**Exercise requirements**:
1. Using the soil structure text, decide whether each statement agrees with it: (a) Roots mostly grow through the soil aggregates themselves. (b) Plough pans are more likely when the soil is too moist at ploughing time. (c) Very fine seedbeds form surface caps only after heavy rainfall. Answer yes or no for each and quote the words from the text that settle it.
2. In the soil structure text, what might have to replace continuous cropping on soils with inherently weak structures?
##### Extracted text
26 May 1985 Intensive cultivation could cause a deterioration in soil productivity
Intensive cultivation of some soils could cause significant deterioration of soil structure, increasing risk of reduced yields or even crop failure.
However, not enough is known about many soils in New Zealand to be able to say how these will react .
Continuous cropping might not be possible on those soils with inherently weak structures ; instead pasture-crop rotation might need to be used.
Careful monitoring of the soil's structure condition could help the farmer make a decision about what management system to use.
The physical condition of the soil can have an over-riding influence on crop growth.
However, the physical condition of the soil is often ignored.
Good soil structure is difficult to define, but must mean stable soil aggregates.
These aggregates should be of a size, shape and packing maintaining the necessary balance of air and water in the soil to allow ease of root growth.
Restricting the rate of root growth or the rooting pattern can limit crop yield.
Roots grow through existing cracks and pore spaces in the soil ; between the aggregates rather than through the aggregates.
Root growth will stop if aggregates are packed too tightly or the pores are too small.
Plough pans can severely restrict root growth and drainage on soils that have been intensively cultivated.
This is more likely to happen if the soil is too moist at the time of ploughing.
Plants on soil with too low a strength have poor anchorage, and may also suffer from drought.
Very fine seedbeds can blow away in high winds, and can form surface caps with only light rainfall.
Wind erosion is serious, resulting in the loss of many tonnes of fertile topsoil.
##########
##### Material
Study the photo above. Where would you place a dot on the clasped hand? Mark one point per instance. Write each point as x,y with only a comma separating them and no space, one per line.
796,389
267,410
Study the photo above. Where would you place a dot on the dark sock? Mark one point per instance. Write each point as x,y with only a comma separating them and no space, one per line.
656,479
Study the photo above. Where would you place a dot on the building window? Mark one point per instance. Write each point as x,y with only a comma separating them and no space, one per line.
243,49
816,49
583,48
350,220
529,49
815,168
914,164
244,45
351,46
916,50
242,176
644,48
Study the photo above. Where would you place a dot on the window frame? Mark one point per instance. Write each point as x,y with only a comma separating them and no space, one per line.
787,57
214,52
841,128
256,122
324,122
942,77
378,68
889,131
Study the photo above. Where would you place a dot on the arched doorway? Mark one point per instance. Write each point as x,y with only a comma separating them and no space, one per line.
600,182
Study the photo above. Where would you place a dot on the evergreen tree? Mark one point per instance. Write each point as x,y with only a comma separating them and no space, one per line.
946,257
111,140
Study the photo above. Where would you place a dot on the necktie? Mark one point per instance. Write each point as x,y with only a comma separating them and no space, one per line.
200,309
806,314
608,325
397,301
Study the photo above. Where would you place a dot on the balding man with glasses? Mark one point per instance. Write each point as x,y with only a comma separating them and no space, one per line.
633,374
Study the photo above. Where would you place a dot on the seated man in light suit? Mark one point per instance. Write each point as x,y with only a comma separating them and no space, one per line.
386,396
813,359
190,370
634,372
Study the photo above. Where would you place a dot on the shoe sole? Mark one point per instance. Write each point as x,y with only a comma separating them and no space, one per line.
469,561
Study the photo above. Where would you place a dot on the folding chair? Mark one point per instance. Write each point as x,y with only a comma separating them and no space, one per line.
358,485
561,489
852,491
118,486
##########
##### Material
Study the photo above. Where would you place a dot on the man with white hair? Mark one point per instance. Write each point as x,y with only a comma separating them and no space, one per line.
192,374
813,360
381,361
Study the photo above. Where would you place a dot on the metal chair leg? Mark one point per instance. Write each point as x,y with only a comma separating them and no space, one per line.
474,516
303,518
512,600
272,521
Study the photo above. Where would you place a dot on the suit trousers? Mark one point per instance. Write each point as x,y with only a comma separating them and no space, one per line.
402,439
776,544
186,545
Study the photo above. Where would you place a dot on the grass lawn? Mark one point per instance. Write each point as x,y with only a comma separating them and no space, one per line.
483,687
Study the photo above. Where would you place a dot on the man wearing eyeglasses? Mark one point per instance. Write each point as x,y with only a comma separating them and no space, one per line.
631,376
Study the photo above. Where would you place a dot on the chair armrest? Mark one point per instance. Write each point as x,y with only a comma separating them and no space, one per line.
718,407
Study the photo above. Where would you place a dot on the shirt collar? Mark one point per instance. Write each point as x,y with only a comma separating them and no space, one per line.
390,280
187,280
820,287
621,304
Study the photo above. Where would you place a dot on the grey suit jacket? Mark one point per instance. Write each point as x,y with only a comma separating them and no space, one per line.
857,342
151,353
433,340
##########
**Correct answers**:
1.
(a) No: "between the aggregates rather than through the aggregates"
(b) Yes: "This is more likely to happen if the soil is too moist at the time of ploughing"
(c) No: "can form surface caps with only light rainfall"

2. Pasture-crop rotation.